● **Task**
Retype the lines of the material from its first line up to and including the line that contains "inside_test: even-odd", with no changes.

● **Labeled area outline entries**
★ ★ ★ ★

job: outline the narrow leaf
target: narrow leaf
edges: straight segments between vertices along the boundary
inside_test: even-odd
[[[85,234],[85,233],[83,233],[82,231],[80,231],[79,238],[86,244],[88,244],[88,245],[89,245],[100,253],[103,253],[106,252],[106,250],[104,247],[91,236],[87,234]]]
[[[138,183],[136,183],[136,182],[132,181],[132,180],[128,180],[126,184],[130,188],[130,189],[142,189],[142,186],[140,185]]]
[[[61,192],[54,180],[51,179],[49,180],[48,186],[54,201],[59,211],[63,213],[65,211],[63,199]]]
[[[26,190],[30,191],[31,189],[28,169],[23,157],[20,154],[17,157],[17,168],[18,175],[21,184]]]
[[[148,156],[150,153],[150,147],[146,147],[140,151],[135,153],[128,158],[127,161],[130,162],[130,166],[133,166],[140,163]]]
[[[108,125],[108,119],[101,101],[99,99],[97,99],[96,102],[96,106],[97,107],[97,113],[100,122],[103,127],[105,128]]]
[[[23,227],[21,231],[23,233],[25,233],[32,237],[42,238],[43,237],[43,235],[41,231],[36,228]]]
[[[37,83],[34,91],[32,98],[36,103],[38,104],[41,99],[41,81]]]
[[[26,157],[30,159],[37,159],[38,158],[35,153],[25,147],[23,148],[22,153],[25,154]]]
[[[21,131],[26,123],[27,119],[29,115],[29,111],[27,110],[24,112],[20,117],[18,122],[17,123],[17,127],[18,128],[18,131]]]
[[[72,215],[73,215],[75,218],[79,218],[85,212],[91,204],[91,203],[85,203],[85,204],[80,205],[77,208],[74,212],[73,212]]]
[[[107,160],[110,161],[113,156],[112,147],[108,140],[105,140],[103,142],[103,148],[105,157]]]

★ ★ ★ ★

● **Result for this exercise**
job: outline the narrow leaf
target: narrow leaf
edges: straight segments between vertices along the boundary
inside_test: even-odd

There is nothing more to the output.